Source data »
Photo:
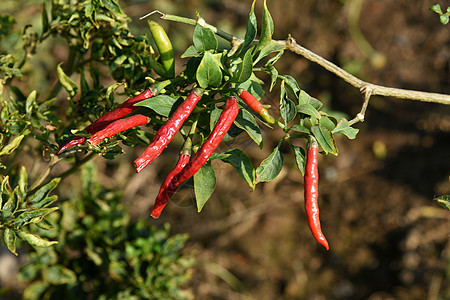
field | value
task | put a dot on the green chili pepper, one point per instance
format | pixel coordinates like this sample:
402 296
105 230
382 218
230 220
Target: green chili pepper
164 47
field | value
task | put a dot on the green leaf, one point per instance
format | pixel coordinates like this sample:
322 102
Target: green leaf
304 98
23 183
10 207
117 63
271 47
344 128
273 77
13 145
113 7
35 290
9 238
274 59
271 166
251 31
266 28
5 193
301 129
190 52
291 85
208 72
325 139
34 240
309 110
288 110
241 164
245 69
436 8
34 216
38 197
161 104
68 84
252 87
300 157
58 274
443 201
204 39
45 24
110 90
204 185
246 121
31 99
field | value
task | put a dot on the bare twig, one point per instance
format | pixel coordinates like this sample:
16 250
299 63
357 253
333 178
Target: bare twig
360 117
291 45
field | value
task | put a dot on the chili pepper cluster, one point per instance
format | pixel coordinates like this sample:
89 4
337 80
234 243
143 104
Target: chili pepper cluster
122 118
125 117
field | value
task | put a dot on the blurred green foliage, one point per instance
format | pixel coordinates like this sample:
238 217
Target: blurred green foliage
104 255
74 48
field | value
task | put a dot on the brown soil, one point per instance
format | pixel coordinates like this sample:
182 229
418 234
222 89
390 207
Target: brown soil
388 239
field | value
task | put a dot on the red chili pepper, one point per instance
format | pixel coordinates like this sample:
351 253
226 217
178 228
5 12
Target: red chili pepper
256 106
118 126
168 188
119 112
170 185
311 182
222 126
166 133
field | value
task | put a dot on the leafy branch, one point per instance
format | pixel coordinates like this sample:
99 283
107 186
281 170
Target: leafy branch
367 88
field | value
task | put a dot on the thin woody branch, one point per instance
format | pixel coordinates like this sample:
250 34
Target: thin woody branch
291 45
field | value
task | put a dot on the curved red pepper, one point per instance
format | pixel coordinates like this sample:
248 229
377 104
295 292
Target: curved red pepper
311 181
256 106
168 188
118 126
166 133
222 126
109 117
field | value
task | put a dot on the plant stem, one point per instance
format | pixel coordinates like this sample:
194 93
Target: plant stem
291 45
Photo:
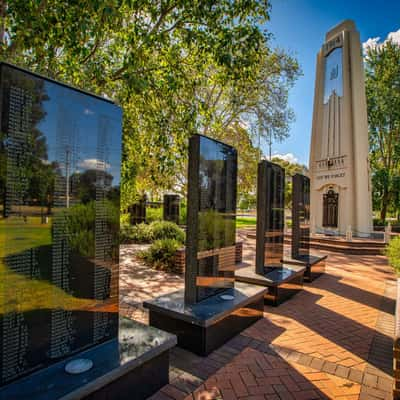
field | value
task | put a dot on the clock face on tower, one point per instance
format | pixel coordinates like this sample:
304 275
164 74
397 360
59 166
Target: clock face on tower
333 81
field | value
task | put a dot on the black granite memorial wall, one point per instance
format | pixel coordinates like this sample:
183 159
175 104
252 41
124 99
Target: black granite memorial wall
60 175
301 216
282 280
270 216
171 207
211 220
212 308
137 211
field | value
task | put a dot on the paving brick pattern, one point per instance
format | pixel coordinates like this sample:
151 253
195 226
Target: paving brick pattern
332 341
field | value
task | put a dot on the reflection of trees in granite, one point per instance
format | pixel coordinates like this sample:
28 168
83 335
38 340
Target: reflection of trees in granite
32 175
216 230
80 222
85 184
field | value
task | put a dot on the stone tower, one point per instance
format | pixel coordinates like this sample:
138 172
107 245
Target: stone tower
339 168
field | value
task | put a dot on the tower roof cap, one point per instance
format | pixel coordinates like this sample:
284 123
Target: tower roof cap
346 25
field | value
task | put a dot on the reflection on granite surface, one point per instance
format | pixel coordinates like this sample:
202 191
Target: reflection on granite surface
301 216
270 215
211 232
137 344
60 151
208 309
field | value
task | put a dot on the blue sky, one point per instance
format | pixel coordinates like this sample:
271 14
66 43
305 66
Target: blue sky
299 26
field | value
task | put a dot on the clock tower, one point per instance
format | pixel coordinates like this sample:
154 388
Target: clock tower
339 168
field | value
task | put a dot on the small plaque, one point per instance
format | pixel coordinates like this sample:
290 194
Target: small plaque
78 366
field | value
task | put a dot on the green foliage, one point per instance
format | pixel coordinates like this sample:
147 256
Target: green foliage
248 201
161 254
182 214
393 253
245 222
177 68
154 214
383 103
167 230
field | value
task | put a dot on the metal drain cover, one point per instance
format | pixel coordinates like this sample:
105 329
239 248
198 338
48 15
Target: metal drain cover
78 366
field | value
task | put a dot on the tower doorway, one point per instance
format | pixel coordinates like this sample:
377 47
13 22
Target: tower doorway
330 209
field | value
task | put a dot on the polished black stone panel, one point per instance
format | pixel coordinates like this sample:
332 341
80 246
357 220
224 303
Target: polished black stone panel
282 283
270 215
207 325
315 266
137 211
301 216
60 154
211 227
132 366
171 207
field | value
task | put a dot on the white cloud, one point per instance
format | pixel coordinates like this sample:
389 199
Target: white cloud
93 163
373 43
290 157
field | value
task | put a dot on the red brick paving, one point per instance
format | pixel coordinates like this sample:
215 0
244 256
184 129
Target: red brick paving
331 341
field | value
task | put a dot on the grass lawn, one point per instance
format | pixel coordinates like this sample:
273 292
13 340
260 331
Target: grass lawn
242 222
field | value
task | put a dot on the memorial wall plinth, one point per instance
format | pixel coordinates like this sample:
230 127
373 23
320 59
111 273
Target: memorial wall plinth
300 249
206 313
282 280
60 158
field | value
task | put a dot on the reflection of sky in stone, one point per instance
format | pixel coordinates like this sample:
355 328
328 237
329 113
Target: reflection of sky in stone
333 74
82 120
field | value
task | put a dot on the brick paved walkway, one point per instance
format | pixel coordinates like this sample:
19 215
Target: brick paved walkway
331 341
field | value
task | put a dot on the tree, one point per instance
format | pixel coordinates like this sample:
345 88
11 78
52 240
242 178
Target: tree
382 64
177 67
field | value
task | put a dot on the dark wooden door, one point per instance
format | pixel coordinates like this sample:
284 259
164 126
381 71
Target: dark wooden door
330 212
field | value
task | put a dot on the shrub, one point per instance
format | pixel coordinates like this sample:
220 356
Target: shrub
393 253
161 254
147 233
141 233
182 214
167 230
154 214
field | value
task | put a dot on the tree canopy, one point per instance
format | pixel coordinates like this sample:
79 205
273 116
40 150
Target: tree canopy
383 101
177 67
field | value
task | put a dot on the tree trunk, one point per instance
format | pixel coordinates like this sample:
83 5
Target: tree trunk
385 199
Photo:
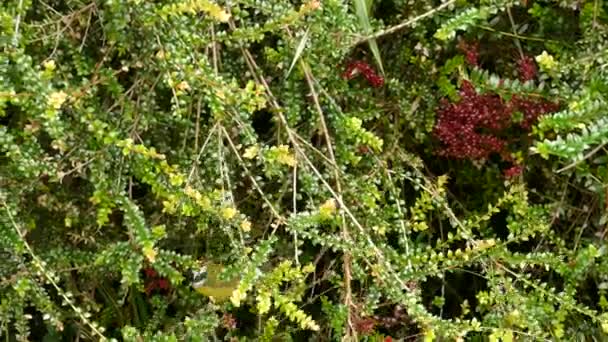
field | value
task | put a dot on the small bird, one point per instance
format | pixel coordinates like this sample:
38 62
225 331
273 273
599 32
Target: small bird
206 281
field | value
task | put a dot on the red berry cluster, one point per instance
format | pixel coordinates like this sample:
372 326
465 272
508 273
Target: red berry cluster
470 128
366 325
526 69
355 68
513 171
154 281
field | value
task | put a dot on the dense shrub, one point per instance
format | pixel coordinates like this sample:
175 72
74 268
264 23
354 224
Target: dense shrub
374 170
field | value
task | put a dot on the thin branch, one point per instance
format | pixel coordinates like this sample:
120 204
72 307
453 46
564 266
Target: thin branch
39 264
585 157
405 24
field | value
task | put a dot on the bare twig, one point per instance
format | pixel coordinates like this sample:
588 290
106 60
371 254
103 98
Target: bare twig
405 24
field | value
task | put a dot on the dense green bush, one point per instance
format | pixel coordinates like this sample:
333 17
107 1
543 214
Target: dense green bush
371 170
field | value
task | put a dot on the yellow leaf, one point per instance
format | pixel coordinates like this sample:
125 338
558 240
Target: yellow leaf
228 213
251 152
149 253
328 208
57 99
246 226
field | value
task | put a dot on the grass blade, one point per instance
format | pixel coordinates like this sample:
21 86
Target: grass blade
362 9
299 51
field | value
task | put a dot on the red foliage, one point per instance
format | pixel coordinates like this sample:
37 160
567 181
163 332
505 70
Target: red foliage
470 128
359 67
155 282
513 171
365 325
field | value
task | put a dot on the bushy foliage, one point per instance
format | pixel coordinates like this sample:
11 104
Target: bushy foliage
372 170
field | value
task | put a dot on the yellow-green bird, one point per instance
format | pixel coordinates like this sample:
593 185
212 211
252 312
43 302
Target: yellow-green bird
207 282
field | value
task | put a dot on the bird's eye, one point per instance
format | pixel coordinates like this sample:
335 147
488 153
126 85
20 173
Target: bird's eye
200 275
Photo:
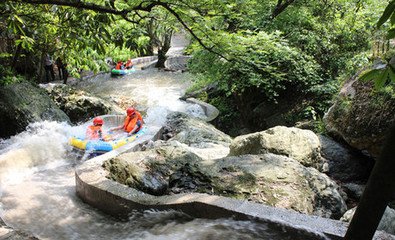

Problem description » The copy must start at the line containing "Target: grass blade" and stop at the last line of the listing, both included, with every line exact and no pictures.

Reply »
Target: grass blade
362 9
299 51
field | value
task | put a dot on the red foliage, one point per instance
format | pixel coordinates like this sample:
37 160
567 181
163 332
505 70
Target: red foliage
470 128
359 67
155 282
513 171
365 325
field | value
task | put a dot on the bushy foliage, one point per instance
format | pixel coordinates like this sample:
11 104
Target: bushy foliage
372 170
field | value
task | put a dot on the yellow-green bird, one point per instance
format | pixel coordinates like this sample:
593 185
212 211
252 312
43 302
Target: yellow-green bird
207 282
field | value
task | put a dot on the bird's eye, one point per instance
format | pixel coordinates like this sample:
335 147
488 153
126 85
20 173
Target: bird's eye
200 275
Photo:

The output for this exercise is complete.